Your goal:
Rewrite the material below, substituting "placing a dot" for every occurrence of "dropping a marker" and leaving everything else unchanged.

--- begin Data for this exercise ---

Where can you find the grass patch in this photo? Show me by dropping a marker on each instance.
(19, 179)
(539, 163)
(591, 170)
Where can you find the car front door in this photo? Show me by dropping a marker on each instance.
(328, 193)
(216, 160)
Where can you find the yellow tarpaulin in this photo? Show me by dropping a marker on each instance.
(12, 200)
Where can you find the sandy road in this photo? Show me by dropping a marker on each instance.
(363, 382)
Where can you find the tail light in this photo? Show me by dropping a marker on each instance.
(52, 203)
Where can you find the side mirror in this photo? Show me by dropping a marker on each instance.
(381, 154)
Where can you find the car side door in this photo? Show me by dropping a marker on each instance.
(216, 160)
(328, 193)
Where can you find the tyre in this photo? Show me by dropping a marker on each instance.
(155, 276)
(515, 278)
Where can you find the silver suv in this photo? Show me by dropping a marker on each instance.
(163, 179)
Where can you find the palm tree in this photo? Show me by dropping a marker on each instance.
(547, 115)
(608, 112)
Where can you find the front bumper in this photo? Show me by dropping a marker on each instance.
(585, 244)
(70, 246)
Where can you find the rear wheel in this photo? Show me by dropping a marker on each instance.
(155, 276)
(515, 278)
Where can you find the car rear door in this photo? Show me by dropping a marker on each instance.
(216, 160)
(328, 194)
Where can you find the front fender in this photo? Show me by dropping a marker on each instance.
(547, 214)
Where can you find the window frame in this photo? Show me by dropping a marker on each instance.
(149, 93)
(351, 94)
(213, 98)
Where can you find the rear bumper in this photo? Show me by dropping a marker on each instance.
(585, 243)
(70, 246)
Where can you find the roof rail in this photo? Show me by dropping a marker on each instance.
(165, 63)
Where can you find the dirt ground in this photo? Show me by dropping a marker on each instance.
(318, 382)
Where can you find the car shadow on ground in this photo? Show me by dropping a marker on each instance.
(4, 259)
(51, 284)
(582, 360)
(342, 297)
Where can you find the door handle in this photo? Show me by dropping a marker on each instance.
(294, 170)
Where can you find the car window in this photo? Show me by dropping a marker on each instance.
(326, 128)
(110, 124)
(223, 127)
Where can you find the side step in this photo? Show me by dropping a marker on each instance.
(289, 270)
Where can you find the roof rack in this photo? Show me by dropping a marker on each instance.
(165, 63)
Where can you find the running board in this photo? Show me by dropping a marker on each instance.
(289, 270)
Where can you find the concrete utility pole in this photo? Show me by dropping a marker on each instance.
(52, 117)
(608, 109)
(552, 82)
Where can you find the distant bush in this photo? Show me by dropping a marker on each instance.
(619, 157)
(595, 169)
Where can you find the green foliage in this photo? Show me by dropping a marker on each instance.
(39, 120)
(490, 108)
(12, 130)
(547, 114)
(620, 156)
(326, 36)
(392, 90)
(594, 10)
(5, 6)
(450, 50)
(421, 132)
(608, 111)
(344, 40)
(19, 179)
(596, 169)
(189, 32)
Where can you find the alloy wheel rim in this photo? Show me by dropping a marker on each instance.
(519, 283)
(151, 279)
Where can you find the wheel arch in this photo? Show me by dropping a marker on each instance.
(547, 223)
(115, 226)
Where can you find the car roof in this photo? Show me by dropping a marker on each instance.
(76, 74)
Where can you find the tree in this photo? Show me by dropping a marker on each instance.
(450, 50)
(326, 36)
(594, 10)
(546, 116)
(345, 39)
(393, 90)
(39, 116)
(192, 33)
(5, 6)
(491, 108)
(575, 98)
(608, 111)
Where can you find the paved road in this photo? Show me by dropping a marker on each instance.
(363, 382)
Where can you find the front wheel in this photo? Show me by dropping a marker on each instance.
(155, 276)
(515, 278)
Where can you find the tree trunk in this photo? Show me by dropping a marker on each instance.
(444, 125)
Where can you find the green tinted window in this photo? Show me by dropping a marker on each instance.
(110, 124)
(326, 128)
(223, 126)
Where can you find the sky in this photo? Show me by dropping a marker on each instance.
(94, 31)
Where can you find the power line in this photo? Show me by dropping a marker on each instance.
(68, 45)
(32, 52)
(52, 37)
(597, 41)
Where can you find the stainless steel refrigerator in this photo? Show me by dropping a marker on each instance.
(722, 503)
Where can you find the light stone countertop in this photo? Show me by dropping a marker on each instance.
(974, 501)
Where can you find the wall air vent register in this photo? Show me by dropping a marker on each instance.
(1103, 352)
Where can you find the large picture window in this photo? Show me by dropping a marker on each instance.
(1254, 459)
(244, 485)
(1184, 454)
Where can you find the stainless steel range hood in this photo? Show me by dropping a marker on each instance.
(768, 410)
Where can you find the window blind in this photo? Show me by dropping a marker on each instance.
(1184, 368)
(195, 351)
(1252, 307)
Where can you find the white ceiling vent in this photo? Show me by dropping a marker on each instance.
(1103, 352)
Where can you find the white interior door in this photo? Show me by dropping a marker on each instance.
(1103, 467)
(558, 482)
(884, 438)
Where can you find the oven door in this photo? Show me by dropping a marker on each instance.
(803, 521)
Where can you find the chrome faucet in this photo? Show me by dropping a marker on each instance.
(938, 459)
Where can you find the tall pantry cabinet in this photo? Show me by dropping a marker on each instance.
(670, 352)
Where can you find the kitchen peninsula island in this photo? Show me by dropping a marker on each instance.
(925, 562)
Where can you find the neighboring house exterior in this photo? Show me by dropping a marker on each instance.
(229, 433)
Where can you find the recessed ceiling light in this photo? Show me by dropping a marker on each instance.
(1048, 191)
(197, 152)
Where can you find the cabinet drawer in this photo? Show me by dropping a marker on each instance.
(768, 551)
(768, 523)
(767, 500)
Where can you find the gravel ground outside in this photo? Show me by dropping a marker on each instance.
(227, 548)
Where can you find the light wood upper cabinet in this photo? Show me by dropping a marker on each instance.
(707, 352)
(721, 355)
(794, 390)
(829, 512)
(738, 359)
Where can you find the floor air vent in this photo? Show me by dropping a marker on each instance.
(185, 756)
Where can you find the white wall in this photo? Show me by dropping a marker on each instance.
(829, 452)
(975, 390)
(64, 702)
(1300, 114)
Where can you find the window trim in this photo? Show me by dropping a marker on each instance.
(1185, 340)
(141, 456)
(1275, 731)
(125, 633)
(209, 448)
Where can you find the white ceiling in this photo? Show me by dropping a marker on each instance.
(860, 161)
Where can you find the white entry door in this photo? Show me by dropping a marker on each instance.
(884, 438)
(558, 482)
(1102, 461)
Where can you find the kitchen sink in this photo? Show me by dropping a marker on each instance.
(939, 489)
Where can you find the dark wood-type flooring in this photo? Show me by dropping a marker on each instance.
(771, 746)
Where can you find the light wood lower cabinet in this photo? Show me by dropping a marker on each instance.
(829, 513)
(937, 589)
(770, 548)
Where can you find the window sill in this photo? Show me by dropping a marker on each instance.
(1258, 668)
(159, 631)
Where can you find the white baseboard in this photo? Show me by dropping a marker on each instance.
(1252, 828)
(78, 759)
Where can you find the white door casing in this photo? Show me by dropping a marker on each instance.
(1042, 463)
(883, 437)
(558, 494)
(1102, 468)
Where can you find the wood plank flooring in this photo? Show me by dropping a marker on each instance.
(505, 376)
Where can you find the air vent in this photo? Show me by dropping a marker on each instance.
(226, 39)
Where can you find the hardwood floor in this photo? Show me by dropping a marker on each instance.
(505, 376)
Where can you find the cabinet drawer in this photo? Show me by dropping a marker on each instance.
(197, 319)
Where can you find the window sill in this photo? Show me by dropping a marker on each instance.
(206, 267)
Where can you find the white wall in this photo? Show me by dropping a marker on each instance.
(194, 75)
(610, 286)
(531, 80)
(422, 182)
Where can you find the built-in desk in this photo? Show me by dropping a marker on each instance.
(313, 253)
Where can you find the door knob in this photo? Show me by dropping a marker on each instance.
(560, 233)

--- end Data for this exercise ---

Problem solution:
Where can you find the grass patch in this photo? Show me by placing a dot on each instance.
(19, 179)
(539, 163)
(591, 170)
Where can you find the car front door in this photo? Show me by placing a dot on each instance.
(328, 193)
(216, 160)
Where can you find the yellow tarpaulin in this photo? Show me by placing a dot on each instance.
(12, 200)
Where can you find the sandy road in this photo? Show me by placing a dot on each instance.
(363, 382)
Where can you find the tail light in this photo? Show me by placing a dot on each instance.
(52, 203)
Where can you find the side mirror in this photo? Show me by placing a dot on each instance.
(381, 154)
Where can you find the car side door in this photo? Show me by placing a dot on each instance.
(216, 160)
(328, 193)
Where can you find the tyre in this photo? Show me by placing a dot on each instance.
(155, 276)
(515, 278)
Where can you find the silver suv in this photo? Show me by placing a dot on each instance.
(163, 179)
Where can you find the palm tree in this photo? Show me by placing a dot on each instance.
(547, 115)
(608, 112)
Where can you find the front bumper in this photo? Show me by placing a dot on each instance.
(585, 244)
(70, 246)
Where can you find the rear wheel in this photo? Show me by placing a dot on each instance.
(155, 276)
(515, 278)
Where can you find the car rear door in this photo? Show me by placing a dot on each instance.
(216, 160)
(328, 194)
Where can you find the front fender in this photo? Show me by placing a dot on each instance.
(547, 214)
Where can you find the window frame in this photo? Show me by placing a dot on each instance.
(149, 93)
(351, 94)
(213, 98)
Where can you find the rear bumper in this photo? Show me by placing a dot on each instance.
(585, 243)
(70, 246)
Where can you find the roof rail in this photo? Show me by placing a dot on each instance.
(165, 63)
Where can you find the dirt ground in this photo? Show me by placing a dot on each instance.
(318, 382)
Where can you find the car shadow on ground in this photo? Show me by placing a dot on each instance.
(4, 259)
(51, 284)
(582, 360)
(342, 297)
Where can you find the door handle in this photo? Show me by placing a dot on each instance.
(294, 170)
Where can you find the car window in this photo? Show me by placing a dot on each instance.
(326, 128)
(110, 124)
(223, 127)
Where can you find the side step in this photo? Show me by placing a dot on each instance.
(289, 270)
Where can you find the roof rack in this photo? Show me by placing a dot on each instance.
(165, 63)
Where can you find the running board in this photo? Show me by placing a dot on each instance.
(289, 270)
Where can you find the concrete utility pole in this photo? Show me by placing a dot on each instance.
(52, 117)
(608, 109)
(552, 82)
Where can you find the distant bush in this photo? Show me by placing a dot on each instance.
(619, 157)
(595, 169)
Where can you find the green foliage in this photo? Show me by placing a dot on each instance.
(39, 120)
(490, 108)
(12, 130)
(547, 114)
(620, 156)
(326, 36)
(392, 90)
(594, 10)
(5, 6)
(450, 50)
(421, 132)
(608, 111)
(344, 40)
(19, 179)
(596, 169)
(189, 32)
Where can you find the alloy wheel rim in this photo? Show me by placing a dot on each instance.
(519, 283)
(151, 279)
Where can you find the wheel arch in this photo? Show me by placing a dot on each instance.
(547, 223)
(115, 226)
Where can you find the car roof in this photo? Show me by placing a dot on each instance.
(76, 74)
Where can you find the tree in this photo? Show me by placing a dot on each instance.
(450, 50)
(326, 36)
(594, 10)
(546, 116)
(345, 39)
(393, 90)
(39, 116)
(192, 33)
(5, 6)
(491, 108)
(575, 98)
(608, 111)
Where can you find the paved road in this photo? Show me by placing a dot on each instance.
(363, 382)
Where can you find the front wheel in this photo? Show me by placing a dot on each instance.
(155, 276)
(515, 278)
Where can you find the tree trunk in this photo? Show me by placing a dot on each instance.
(444, 125)
Where can you find the green tinted window in this photo? Show me by placing a dot on each instance.
(110, 124)
(326, 128)
(223, 126)
Where can you find the sky in this photo? Show me by placing a dot on each instance.
(94, 31)
Where can you find the power line in this photo? Show me by placing a dot on each instance.
(68, 45)
(32, 52)
(52, 37)
(597, 41)
Where can you find the stainless steel refrigerator in this photo? Show me by placing a dot on each instance.
(722, 503)
Where can you find the light stone countertop in this photo? Show me by placing a dot on each instance.
(974, 501)
Where can you find the wall air vent register in this photo? Show me by placing a dot on each instance.
(1103, 352)
Where can you find the large picture window in this photo? Show me by placing a dot on each instance.
(1254, 459)
(244, 485)
(1184, 454)
Where can you find the stainless steel range hood in this photo? Show me by placing a dot on each instance.
(768, 410)
Where can you find the window blind in this photo? Show me by placing a dot on each instance.
(1184, 368)
(195, 351)
(1252, 307)
Where can you find the white ceiling vent in this photo? Show me by placing a dot on each instance.
(1103, 352)
Where can you find the white interior door in this photo? Show me by placing a dot on each instance.
(1103, 467)
(558, 482)
(884, 438)
Where can you find the oven door in this photo? Show me by placing a dot on each instance.
(803, 521)
Where can you find the chrome faucet in this photo? Show me by placing a dot on each instance.
(938, 459)
Where can you find the tall pantry cabinet in this photo? Show me by placing a dot on each instance.
(670, 352)
Where can you find the kitchen peninsula island in this photo? Show me by placing a dot on each instance.
(925, 562)
Where can you find the neighboring house exterior in this photo? Show me by placing a dot on each instance.
(229, 433)
Where can you find the recessed ceiling light in this photo? Show me by placing a dot on each instance.
(1048, 191)
(197, 152)
Where can you find the cabinet drawer in this photo? Show me by placing a dot on each instance.
(768, 551)
(768, 523)
(767, 500)
Where can you find the gravel ground outside in this photo? Show me by placing a dot on each instance.
(227, 548)
Where can you find the light wood upper cabinet in this photo? Show me by placing a dot on each instance.
(707, 352)
(721, 355)
(794, 390)
(829, 512)
(738, 359)
Where can you find the floor air vent in this photo? Show me by placing a dot on each instance.
(185, 756)
Where can you find the white wall in this photo? Show me by placing a dot on each instance.
(829, 452)
(975, 390)
(64, 702)
(1300, 114)
Where can you find the window trim in this photo? Show me by placing a dot on each instance.
(1185, 340)
(141, 456)
(1275, 731)
(125, 633)
(209, 448)
Where can you find the white ceiling in this photo? Show me by placing a dot on each instance.
(860, 161)
Where can you find the white entry door in this photo? Show me by placing a dot on each instance.
(884, 438)
(558, 482)
(1102, 461)
Where can you find the kitchen sink in this photo? Show me by placing a dot on each instance.
(939, 489)
Where can you find the dark wood-type flooring in this photo? Show me by placing a dot on each instance.
(771, 746)
Where can you find the light wood lower cabinet in this photo? Show me by placing a dot on each instance.
(829, 513)
(937, 589)
(770, 548)
Where can you find the window sill in this photo? Show me by placing a dot on each instance.
(1258, 668)
(159, 631)
Where can you find the white baseboard in this photo? Show me by placing a dot on each instance.
(1252, 828)
(78, 759)
Where can you find the white door casing in this photo? Show me by placing a dot on each instance.
(1042, 463)
(883, 437)
(558, 494)
(1102, 468)
Where can you find the wood plank flooring in this photo? Show me by placing a dot on each instance.
(505, 376)
Where can you find the air vent in this photo? Show me by placing a dot on each instance.
(226, 39)
Where can you find the hardwood floor in this photo? Show me by placing a dot on each instance.
(505, 376)
Where can you find the cabinet drawer in this photo? Show me by placing a dot on each instance.
(197, 319)
Where can you find the window sill in this photo? Show me by placing a dot on each instance.
(206, 267)
Where can you find the white wall in this photo? Show me by placing a dot on each instance.
(194, 75)
(610, 286)
(531, 80)
(422, 182)
Where can you find the built-in desk in this photo? Show me by placing a dot on each instance.
(313, 253)
Where can you find the door knob in this photo? Show me by placing a dot on each instance.
(560, 233)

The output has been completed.